*** PROVIDED RECORDS Section Begins ***

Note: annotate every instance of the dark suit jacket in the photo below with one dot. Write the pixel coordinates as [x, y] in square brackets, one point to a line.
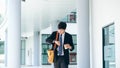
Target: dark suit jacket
[67, 40]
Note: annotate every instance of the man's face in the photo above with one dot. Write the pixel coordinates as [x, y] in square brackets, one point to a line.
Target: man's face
[61, 31]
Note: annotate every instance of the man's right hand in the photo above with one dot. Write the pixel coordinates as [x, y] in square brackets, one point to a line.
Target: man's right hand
[57, 42]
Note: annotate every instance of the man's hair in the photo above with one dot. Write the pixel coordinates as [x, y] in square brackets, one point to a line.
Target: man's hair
[62, 25]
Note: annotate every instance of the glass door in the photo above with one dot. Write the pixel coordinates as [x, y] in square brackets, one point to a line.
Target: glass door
[109, 46]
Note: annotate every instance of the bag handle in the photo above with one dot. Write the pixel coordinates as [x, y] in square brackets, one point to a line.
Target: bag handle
[56, 40]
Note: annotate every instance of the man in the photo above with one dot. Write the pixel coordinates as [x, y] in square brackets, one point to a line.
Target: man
[64, 44]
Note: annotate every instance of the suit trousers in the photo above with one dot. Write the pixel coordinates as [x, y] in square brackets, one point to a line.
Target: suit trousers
[60, 63]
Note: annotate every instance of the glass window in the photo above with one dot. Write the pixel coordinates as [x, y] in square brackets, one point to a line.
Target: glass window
[1, 47]
[109, 47]
[46, 46]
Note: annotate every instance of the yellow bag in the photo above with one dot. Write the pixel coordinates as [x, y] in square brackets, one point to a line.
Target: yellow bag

*** PROVIDED RECORDS Section Ends ***

(WORK TO BE COMPLETED): Reproduce the data above verbatim, minus any images.

(RESPONSE BOX):
Note: annotate every instance of the dark suit jacket in the photo below with one dot. Write the pixel coordinates as [x, y] in square brackets, one point to a line.
Target: dark suit jacket
[67, 40]
Note: annotate every instance of the man's face in the photo above with one dot. Write the pixel coordinates as [x, y] in square brackets, one point to a line.
Target: man's face
[61, 31]
Note: annotate every instance of the man's right hand in the photo above with one dot. Write the pixel coordinates as [x, y] in square brackets, one point to a line.
Target: man's right hand
[57, 42]
Note: annotate every instance of the man's hair in the photo above with one dot. Write the pixel coordinates as [x, y] in square brackets, one point to a line.
Target: man's hair
[62, 25]
Note: annotate every instance of the glass door in the photo above with one dot. Write the pixel coordinates as [x, y] in square brackets, one point to a line.
Target: glass door
[109, 46]
Note: annotate every instance of the bag handle in the photo above with one dot. Write the pixel coordinates as [x, y] in square brackets, one point to a line.
Target: bag handle
[56, 40]
Note: annotate every instance of the man in the photo above with one dot. Write the pixel coordinates as [x, y] in square brackets, one point to a line.
Target: man
[64, 44]
Note: annotate every instance of the suit trousers in the photo above with one dot. Write the pixel coordinates as [x, y] in square brackets, one point to a line.
Target: suit trousers
[60, 63]
Note: annotate every instance of the glass window in the photo above with one dot. Write the pixel coordinates as [x, y] in square brackets, one point to a line.
Target: glass window
[1, 47]
[109, 47]
[46, 46]
Note: annotate every instance of the yellow bag in the photo above with one dot. Write the pixel coordinates as [x, y] in square brackets, one point to a line.
Target: yellow bag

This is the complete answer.